■ RECORDS FOR THIS TASK:
+ + + + + + +
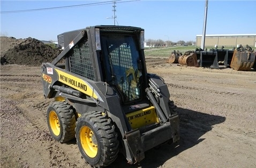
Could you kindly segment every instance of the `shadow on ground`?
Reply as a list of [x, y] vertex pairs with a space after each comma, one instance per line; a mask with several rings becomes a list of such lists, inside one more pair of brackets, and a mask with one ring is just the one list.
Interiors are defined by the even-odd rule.
[[225, 118], [189, 109], [178, 108], [180, 116], [180, 141], [177, 144], [163, 144], [157, 149], [152, 149], [145, 153], [145, 158], [140, 165], [129, 165], [122, 154], [108, 168], [156, 168], [167, 161], [196, 145], [204, 139], [200, 137], [210, 131], [213, 126], [223, 123]]

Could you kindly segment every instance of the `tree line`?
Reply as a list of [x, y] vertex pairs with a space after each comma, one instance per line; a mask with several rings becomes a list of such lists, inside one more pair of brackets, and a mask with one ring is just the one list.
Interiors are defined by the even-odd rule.
[[164, 41], [162, 39], [148, 39], [145, 41], [147, 42], [147, 45], [149, 46], [175, 46], [175, 45], [195, 45], [195, 42], [193, 41], [190, 41], [185, 42], [184, 41], [179, 41], [177, 42], [174, 42], [171, 41]]

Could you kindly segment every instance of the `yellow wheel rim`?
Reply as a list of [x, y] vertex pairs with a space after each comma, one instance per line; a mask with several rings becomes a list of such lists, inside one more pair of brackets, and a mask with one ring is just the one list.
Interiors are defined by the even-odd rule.
[[61, 125], [59, 124], [58, 115], [55, 111], [50, 111], [49, 115], [49, 121], [52, 133], [56, 136], [58, 136], [61, 133]]
[[98, 146], [93, 132], [89, 127], [83, 126], [79, 135], [81, 146], [85, 154], [89, 157], [95, 157], [97, 155]]

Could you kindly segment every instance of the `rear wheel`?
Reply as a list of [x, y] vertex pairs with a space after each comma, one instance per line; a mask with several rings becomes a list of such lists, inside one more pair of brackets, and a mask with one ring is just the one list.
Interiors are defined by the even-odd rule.
[[47, 116], [50, 132], [56, 140], [64, 143], [74, 138], [76, 117], [67, 103], [52, 102], [48, 107]]
[[82, 157], [95, 167], [106, 166], [117, 157], [119, 141], [115, 126], [101, 112], [82, 115], [76, 127], [77, 145]]

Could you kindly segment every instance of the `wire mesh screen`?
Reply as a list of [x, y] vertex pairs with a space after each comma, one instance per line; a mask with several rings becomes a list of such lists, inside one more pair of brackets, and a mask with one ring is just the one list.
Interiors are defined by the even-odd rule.
[[113, 50], [110, 54], [113, 65], [126, 68], [132, 67], [131, 50], [127, 48], [126, 45], [120, 45], [119, 47]]
[[118, 86], [123, 93], [125, 101], [138, 99], [140, 94], [137, 81], [139, 77], [137, 65], [133, 61], [137, 58], [133, 59], [132, 54], [130, 45], [123, 43], [112, 50], [109, 55]]
[[74, 46], [73, 51], [70, 57], [71, 72], [94, 80], [94, 71], [89, 44], [82, 41]]

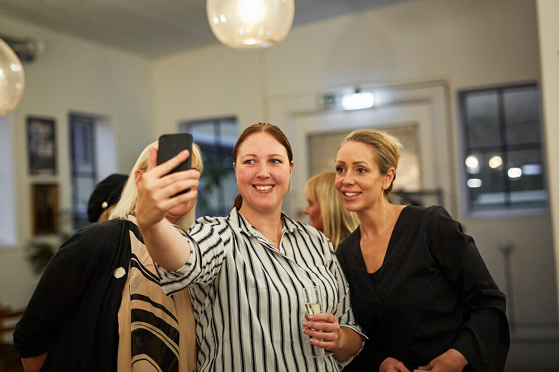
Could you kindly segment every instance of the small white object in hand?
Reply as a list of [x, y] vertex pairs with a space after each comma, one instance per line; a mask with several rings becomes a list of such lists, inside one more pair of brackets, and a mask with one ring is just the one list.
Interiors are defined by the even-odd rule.
[[122, 268], [119, 268], [118, 269], [115, 269], [112, 274], [115, 275], [115, 278], [119, 279], [122, 278], [124, 276], [124, 274], [126, 273], [126, 270], [125, 270]]

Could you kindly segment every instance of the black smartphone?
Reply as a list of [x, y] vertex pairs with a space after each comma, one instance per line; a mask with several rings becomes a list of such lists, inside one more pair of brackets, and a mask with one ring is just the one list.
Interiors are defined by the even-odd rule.
[[190, 133], [173, 133], [162, 135], [159, 137], [159, 147], [157, 151], [157, 165], [165, 163], [183, 150], [190, 151], [191, 156], [184, 161], [169, 172], [187, 170], [191, 168], [192, 135]]

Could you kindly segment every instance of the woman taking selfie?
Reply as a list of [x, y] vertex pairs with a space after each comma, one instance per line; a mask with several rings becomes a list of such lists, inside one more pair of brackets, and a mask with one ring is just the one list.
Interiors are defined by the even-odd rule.
[[505, 295], [473, 240], [440, 207], [390, 204], [399, 141], [356, 131], [340, 145], [336, 188], [359, 228], [337, 255], [369, 339], [349, 370], [502, 371]]
[[311, 225], [332, 242], [334, 250], [359, 226], [357, 215], [346, 211], [342, 204], [335, 180], [335, 172], [319, 173], [309, 178], [305, 185], [307, 204], [303, 211], [310, 218]]
[[[188, 233], [163, 218], [193, 197], [172, 196], [192, 178], [164, 175], [181, 155], [158, 166], [151, 162], [144, 174], [138, 223], [164, 290], [190, 289], [199, 371], [338, 371], [362, 347], [331, 245], [281, 212], [292, 158], [277, 127], [245, 129], [233, 149], [240, 195], [231, 213], [199, 218]], [[303, 288], [314, 285], [325, 295], [324, 312], [306, 318]], [[334, 357], [312, 357], [312, 345]]]
[[[13, 333], [26, 372], [193, 370], [190, 296], [163, 293], [134, 216], [149, 150], [157, 146], [136, 161], [111, 213], [115, 219], [75, 233], [47, 265]], [[187, 171], [199, 175], [196, 145], [192, 164]], [[195, 203], [195, 194], [163, 218], [187, 228]]]

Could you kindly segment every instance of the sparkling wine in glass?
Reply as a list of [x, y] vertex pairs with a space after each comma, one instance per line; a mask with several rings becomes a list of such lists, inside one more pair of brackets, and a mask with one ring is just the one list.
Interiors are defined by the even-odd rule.
[[[310, 316], [324, 312], [322, 293], [320, 286], [313, 285], [303, 288], [303, 295], [305, 299], [305, 307], [307, 309], [307, 314]], [[320, 340], [320, 341], [323, 340]], [[312, 355], [314, 358], [322, 358], [332, 355], [331, 352], [326, 352], [321, 347], [315, 345], [311, 346], [314, 349]]]

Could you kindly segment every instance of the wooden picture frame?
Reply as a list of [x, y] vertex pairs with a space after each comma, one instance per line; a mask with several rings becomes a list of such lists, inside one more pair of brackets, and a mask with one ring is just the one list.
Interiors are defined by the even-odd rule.
[[27, 154], [29, 174], [56, 173], [56, 142], [54, 119], [27, 117]]
[[30, 192], [31, 233], [40, 235], [59, 232], [58, 185], [32, 183]]

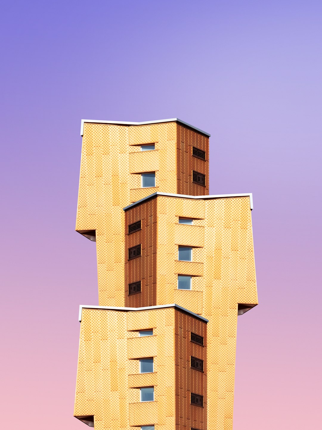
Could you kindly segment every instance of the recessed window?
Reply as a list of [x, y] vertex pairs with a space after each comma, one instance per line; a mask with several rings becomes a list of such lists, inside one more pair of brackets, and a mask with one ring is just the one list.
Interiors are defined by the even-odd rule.
[[141, 255], [141, 244], [129, 248], [129, 260], [132, 260]]
[[141, 292], [141, 281], [129, 284], [129, 295]]
[[204, 187], [206, 185], [206, 177], [203, 173], [192, 170], [192, 182]]
[[154, 401], [154, 387], [142, 387], [140, 388], [140, 401]]
[[200, 406], [201, 408], [204, 406], [204, 396], [200, 394], [196, 394], [194, 393], [190, 393], [190, 403], [195, 406]]
[[127, 228], [127, 233], [129, 234], [134, 233], [136, 231], [139, 231], [141, 230], [141, 220], [139, 221], [136, 221], [136, 222], [133, 222], [133, 224], [130, 224]]
[[140, 359], [140, 373], [152, 373], [153, 370], [153, 359]]
[[154, 144], [151, 145], [141, 145], [141, 151], [153, 151], [155, 149], [155, 145]]
[[139, 332], [139, 336], [142, 338], [143, 336], [153, 336], [153, 329], [151, 330], [140, 330]]
[[195, 333], [190, 333], [190, 341], [194, 344], [197, 344], [197, 345], [200, 345], [203, 347], [204, 346], [204, 338], [202, 336], [196, 335]]
[[149, 188], [155, 186], [155, 172], [141, 174], [141, 186], [142, 188]]
[[201, 372], [204, 371], [204, 360], [201, 360], [200, 358], [196, 358], [193, 357], [192, 355], [190, 357], [190, 367], [196, 370], [199, 370]]
[[196, 158], [200, 158], [201, 160], [206, 160], [206, 153], [202, 149], [192, 147], [192, 155]]
[[192, 218], [179, 218], [179, 224], [186, 224], [187, 225], [192, 225]]
[[192, 276], [185, 275], [178, 275], [178, 289], [191, 290]]
[[192, 248], [191, 246], [178, 246], [178, 259], [182, 261], [192, 261]]

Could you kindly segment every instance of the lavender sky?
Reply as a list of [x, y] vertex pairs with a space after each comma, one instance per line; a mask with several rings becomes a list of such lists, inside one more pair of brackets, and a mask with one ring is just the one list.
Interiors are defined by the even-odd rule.
[[[234, 430], [321, 428], [320, 1], [3, 1], [2, 427], [74, 418], [95, 244], [74, 232], [81, 118], [211, 133], [210, 193], [253, 193], [260, 305]], [[210, 429], [214, 430], [214, 429]]]

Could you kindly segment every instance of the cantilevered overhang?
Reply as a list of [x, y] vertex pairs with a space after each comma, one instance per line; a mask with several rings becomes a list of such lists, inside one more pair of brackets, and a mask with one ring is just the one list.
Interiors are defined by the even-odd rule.
[[154, 309], [166, 309], [169, 307], [173, 307], [175, 309], [181, 310], [186, 313], [188, 313], [195, 318], [200, 319], [204, 322], [209, 322], [209, 320], [206, 318], [204, 318], [201, 315], [198, 315], [197, 313], [192, 312], [191, 310], [186, 309], [182, 306], [180, 306], [179, 304], [175, 303], [172, 303], [171, 304], [159, 304], [156, 306], [146, 306], [144, 307], [121, 307], [118, 306], [91, 306], [87, 304], [81, 304], [79, 307], [79, 314], [78, 319], [79, 322], [82, 320], [82, 311], [83, 309], [98, 309], [101, 310], [118, 310], [120, 312], [137, 312], [141, 310], [153, 310]]
[[142, 123], [133, 123], [127, 121], [105, 121], [100, 120], [82, 120], [80, 125], [80, 135], [83, 136], [84, 134], [84, 124], [85, 123], [90, 124], [113, 124], [119, 126], [146, 126], [150, 124], [161, 124], [163, 123], [180, 123], [184, 126], [186, 126], [190, 129], [195, 130], [199, 133], [204, 135], [210, 137], [210, 135], [206, 132], [204, 132], [200, 129], [198, 129], [194, 126], [192, 126], [191, 124], [180, 120], [178, 118], [170, 118], [167, 120], [156, 120], [154, 121], [144, 121]]
[[184, 194], [171, 194], [170, 193], [160, 193], [158, 191], [156, 193], [153, 193], [153, 194], [150, 194], [149, 196], [147, 196], [146, 197], [144, 197], [142, 199], [138, 200], [137, 202], [131, 203], [128, 206], [126, 206], [125, 208], [123, 208], [123, 210], [127, 210], [130, 208], [134, 207], [136, 205], [139, 204], [145, 200], [149, 200], [157, 196], [165, 196], [167, 197], [179, 197], [180, 199], [192, 199], [193, 200], [211, 200], [214, 199], [227, 199], [235, 197], [249, 197], [251, 210], [253, 210], [253, 194], [251, 193], [245, 193], [241, 194], [213, 194], [211, 196], [187, 196]]

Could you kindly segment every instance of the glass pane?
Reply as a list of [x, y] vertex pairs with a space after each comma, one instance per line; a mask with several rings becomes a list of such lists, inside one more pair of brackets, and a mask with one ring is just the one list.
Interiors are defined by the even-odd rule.
[[178, 275], [178, 289], [191, 290], [191, 276], [183, 275]]
[[142, 358], [140, 360], [140, 373], [150, 373], [153, 372], [153, 359]]
[[192, 248], [189, 246], [178, 246], [178, 260], [183, 261], [192, 261]]
[[155, 172], [142, 173], [142, 188], [155, 186]]
[[139, 335], [140, 337], [142, 336], [153, 336], [153, 330], [141, 330], [139, 332]]
[[192, 225], [192, 219], [189, 218], [179, 218], [179, 224], [186, 224], [187, 225]]
[[154, 400], [154, 387], [145, 387], [140, 388], [141, 402], [153, 402]]
[[141, 151], [153, 151], [155, 147], [154, 145], [141, 145]]

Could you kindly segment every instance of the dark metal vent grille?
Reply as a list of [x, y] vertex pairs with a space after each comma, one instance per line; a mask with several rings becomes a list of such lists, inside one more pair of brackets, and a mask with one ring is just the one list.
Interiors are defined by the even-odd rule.
[[197, 158], [200, 158], [200, 160], [206, 160], [206, 153], [204, 151], [198, 148], [195, 148], [194, 146], [192, 147], [192, 155]]
[[190, 366], [196, 370], [200, 370], [201, 372], [204, 371], [204, 360], [193, 357], [192, 355], [190, 357]]
[[190, 393], [190, 403], [192, 405], [200, 406], [201, 408], [204, 406], [204, 396], [200, 394], [195, 394], [194, 393]]
[[129, 284], [129, 295], [141, 292], [141, 281]]
[[129, 260], [139, 257], [141, 255], [141, 244], [129, 248]]
[[204, 187], [206, 184], [206, 177], [202, 173], [192, 170], [192, 182]]
[[128, 228], [129, 234], [134, 233], [135, 231], [139, 231], [139, 230], [141, 230], [141, 220], [136, 222], [133, 222], [133, 224], [130, 224]]
[[204, 346], [204, 338], [202, 336], [199, 336], [199, 335], [196, 335], [195, 333], [192, 333], [192, 332], [190, 333], [190, 340], [194, 344], [197, 344], [197, 345], [201, 345], [202, 347]]

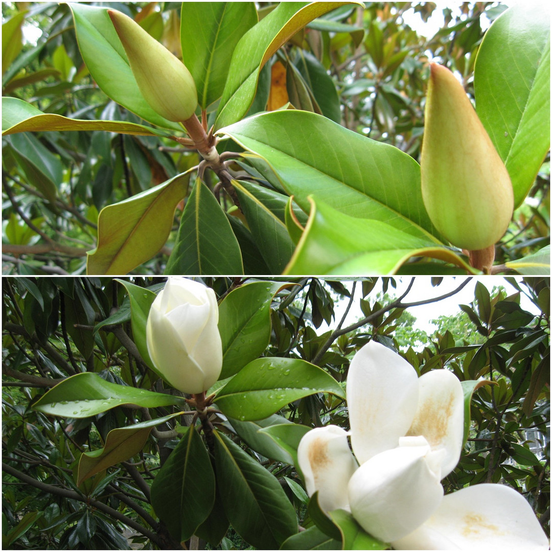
+ + + + + + +
■ EXERCISE DESCRIPTION: Please find every line in the records that contains the string "wheel" and copy each one in full. Case counts.

■ RESULT:
Could you kindly segment every instance of the `yellow wheel rim`?
Could you kindly segment every instance of the `rear wheel`?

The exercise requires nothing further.